-- start Data provided --

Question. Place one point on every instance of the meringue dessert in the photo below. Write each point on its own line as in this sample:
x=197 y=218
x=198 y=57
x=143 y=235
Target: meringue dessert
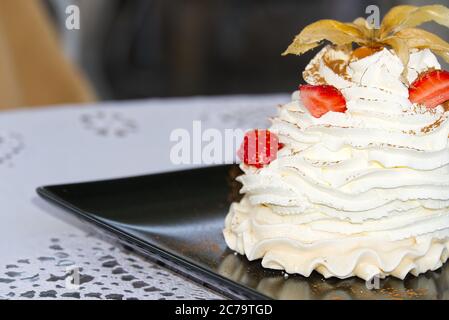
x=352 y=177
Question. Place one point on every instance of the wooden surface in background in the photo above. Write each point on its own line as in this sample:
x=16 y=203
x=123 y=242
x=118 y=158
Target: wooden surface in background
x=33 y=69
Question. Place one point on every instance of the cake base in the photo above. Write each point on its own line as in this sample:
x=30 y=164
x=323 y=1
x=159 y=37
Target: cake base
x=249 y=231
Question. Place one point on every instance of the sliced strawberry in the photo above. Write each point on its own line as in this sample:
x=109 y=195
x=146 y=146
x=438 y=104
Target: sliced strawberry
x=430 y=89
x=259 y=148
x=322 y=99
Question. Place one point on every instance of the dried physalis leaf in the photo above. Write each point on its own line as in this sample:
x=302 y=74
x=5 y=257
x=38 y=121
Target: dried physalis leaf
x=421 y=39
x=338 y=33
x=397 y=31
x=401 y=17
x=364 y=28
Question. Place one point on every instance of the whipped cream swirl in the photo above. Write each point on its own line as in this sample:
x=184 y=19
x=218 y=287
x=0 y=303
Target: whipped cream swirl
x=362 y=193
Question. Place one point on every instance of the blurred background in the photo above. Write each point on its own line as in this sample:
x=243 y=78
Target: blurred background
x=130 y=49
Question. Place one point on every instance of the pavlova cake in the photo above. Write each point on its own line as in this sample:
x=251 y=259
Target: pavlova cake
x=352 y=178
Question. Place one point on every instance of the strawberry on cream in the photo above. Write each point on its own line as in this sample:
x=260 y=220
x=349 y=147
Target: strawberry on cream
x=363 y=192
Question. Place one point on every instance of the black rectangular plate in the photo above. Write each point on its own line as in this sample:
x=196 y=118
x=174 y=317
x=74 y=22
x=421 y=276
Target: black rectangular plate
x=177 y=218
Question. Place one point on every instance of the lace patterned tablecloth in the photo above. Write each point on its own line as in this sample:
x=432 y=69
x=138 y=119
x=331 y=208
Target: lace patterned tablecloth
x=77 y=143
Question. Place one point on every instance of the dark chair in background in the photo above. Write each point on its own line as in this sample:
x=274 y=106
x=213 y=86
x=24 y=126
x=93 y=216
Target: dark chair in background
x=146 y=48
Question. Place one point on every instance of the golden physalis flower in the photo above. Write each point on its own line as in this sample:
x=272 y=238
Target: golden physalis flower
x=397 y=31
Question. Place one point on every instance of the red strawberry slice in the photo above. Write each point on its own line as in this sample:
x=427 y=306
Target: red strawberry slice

-- end Data provided --

◆ **Work required**: The entries above are to be returned exactly, without their pictures.

◆ **Final result**:
Question. Place one point on every instance of the meringue dessert in the photo below. Write each point on its own line as in this sample:
x=197 y=218
x=198 y=57
x=143 y=235
Target: meringue dessert
x=352 y=177
Question. Place one point on every instance of the wooden surface in background in the photo above. Write each point on its own line as in this sample:
x=16 y=203
x=123 y=242
x=118 y=158
Target: wooden surface in background
x=33 y=69
Question. Place one point on every instance of the cake base in the photo above. Write each point on its own line as in this sample:
x=30 y=164
x=323 y=1
x=159 y=37
Target: cake base
x=249 y=231
Question. Place one point on every instance of the sliced strawberry in the photo above. Write each point on its own line as in this sample:
x=109 y=195
x=146 y=146
x=438 y=104
Target: sliced strawberry
x=430 y=89
x=259 y=148
x=322 y=99
Question. Place one point on every instance of the dried physalis leaf in the photo above. Write each point on its own line as in this sample:
x=302 y=74
x=5 y=257
x=38 y=121
Target: dried physalis leaf
x=421 y=39
x=338 y=33
x=397 y=31
x=401 y=17
x=364 y=28
Question. Place one point on every instance of the whipped cream swirl in the photo above. Write each point on its own line as in this sample:
x=184 y=19
x=218 y=287
x=0 y=303
Target: whipped cream swirl
x=362 y=193
Question. Place one point on every instance of the blurred background in the photo above. Write each point on its own line as in this sample:
x=243 y=78
Target: blurred background
x=130 y=49
Question. Place one point on every instance of the pavlova cake in the photo above. Write each point on its own line as in this sample:
x=251 y=259
Target: pavlova cake
x=352 y=178
Question. Place one point on every instance of the strawberry on cream in the photo above. Write each point on its own line as in this sample:
x=260 y=220
x=349 y=147
Target: strawberry on cream
x=363 y=192
Question. Place one point on every instance of the black rectangular plate in the photo above. Write each point on its own line as in this sample:
x=196 y=118
x=174 y=317
x=74 y=22
x=421 y=276
Target: black rectangular plate
x=177 y=218
Question. Place one point on every instance of the lace patterned tablecloth in the photo above. Write each point on its own line as in this sample:
x=432 y=69
x=138 y=119
x=331 y=208
Target: lace patterned tablecloth
x=77 y=143
Question. Place one point on every instance of the dark chair in background in the photo above. Write each point on its own line as in this sample:
x=274 y=106
x=213 y=86
x=24 y=126
x=93 y=216
Target: dark chair in background
x=146 y=48
Question. Place one point on every instance of the golden physalis flower in the photo above. Write each point on its own line as in this sample:
x=272 y=238
Target: golden physalis flower
x=397 y=31
Question. Place one point on every instance of the red strawberry slice in the photo above. Write each point on its own line as in this sample:
x=427 y=306
Target: red strawberry slice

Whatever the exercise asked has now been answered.